The problem:
Every line of the entries below from the one containing "positive clicks: (475, 154)" to the one containing "141L416 143L406 164L405", both ends included, must be written out exactly. No other line belongs in the answer.
Data to process START
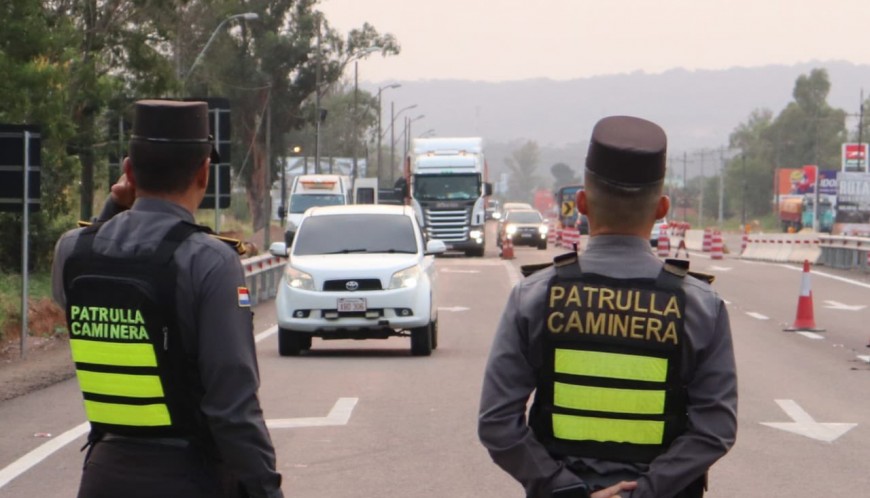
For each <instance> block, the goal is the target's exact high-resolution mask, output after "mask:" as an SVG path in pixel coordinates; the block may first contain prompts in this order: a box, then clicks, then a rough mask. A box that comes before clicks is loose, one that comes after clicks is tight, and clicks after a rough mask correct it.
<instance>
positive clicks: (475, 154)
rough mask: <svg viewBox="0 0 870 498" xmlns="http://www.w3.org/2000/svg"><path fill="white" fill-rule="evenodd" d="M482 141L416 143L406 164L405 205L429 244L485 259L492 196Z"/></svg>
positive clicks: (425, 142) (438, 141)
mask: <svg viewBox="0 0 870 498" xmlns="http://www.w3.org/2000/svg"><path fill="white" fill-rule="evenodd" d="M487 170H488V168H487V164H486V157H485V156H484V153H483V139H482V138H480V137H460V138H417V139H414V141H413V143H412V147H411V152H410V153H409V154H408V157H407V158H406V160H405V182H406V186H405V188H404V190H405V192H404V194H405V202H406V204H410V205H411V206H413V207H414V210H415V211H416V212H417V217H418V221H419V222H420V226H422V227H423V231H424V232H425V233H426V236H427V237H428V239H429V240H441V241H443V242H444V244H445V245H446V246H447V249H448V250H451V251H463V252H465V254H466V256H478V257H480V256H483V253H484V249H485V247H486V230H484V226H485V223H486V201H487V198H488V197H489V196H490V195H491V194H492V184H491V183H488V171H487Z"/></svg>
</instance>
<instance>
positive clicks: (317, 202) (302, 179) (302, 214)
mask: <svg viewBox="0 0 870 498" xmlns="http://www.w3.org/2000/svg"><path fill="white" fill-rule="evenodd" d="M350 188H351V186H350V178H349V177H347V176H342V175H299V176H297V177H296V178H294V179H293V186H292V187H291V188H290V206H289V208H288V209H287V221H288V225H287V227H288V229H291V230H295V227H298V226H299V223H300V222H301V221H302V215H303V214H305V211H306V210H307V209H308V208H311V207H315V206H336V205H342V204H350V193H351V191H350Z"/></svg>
Data to process END
Data to process START
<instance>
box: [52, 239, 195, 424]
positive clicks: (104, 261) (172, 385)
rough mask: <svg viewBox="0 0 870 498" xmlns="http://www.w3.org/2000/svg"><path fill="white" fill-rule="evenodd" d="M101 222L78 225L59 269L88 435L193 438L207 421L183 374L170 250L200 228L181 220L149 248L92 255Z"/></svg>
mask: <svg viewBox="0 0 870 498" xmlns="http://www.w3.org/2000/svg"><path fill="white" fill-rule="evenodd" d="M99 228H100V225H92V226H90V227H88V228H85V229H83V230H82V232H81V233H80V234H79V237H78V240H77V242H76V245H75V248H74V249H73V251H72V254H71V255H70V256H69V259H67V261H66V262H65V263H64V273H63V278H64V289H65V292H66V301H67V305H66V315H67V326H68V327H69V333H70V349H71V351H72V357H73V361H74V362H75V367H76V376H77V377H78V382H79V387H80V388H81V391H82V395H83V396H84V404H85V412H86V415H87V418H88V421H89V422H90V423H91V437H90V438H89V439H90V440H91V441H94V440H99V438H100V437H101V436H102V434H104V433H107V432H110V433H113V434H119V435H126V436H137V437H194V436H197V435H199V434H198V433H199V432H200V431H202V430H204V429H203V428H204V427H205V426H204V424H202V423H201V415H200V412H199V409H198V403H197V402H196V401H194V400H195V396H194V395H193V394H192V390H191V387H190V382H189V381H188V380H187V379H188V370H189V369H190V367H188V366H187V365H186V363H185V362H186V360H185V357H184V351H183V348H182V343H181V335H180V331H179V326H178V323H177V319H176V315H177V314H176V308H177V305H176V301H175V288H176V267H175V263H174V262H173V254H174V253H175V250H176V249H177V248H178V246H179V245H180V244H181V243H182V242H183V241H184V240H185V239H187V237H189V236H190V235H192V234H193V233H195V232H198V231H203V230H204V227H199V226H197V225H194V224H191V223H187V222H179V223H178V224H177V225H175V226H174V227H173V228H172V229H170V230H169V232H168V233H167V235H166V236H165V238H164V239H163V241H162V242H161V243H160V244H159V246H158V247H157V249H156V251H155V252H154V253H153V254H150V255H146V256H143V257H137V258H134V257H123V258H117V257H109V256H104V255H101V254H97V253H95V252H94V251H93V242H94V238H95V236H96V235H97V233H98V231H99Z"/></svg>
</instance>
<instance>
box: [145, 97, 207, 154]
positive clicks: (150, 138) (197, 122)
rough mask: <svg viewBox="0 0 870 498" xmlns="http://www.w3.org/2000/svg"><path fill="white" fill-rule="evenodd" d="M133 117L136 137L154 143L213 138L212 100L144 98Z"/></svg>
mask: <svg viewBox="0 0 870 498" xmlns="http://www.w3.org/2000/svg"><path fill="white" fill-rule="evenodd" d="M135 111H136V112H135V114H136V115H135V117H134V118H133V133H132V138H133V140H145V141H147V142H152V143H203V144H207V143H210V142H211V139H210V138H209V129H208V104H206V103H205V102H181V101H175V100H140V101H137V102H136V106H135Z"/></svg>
Data to process END
Answer:
positive clicks: (475, 154)
rough mask: <svg viewBox="0 0 870 498" xmlns="http://www.w3.org/2000/svg"><path fill="white" fill-rule="evenodd" d="M482 141L416 143L406 164L405 205L429 244L485 259L492 196Z"/></svg>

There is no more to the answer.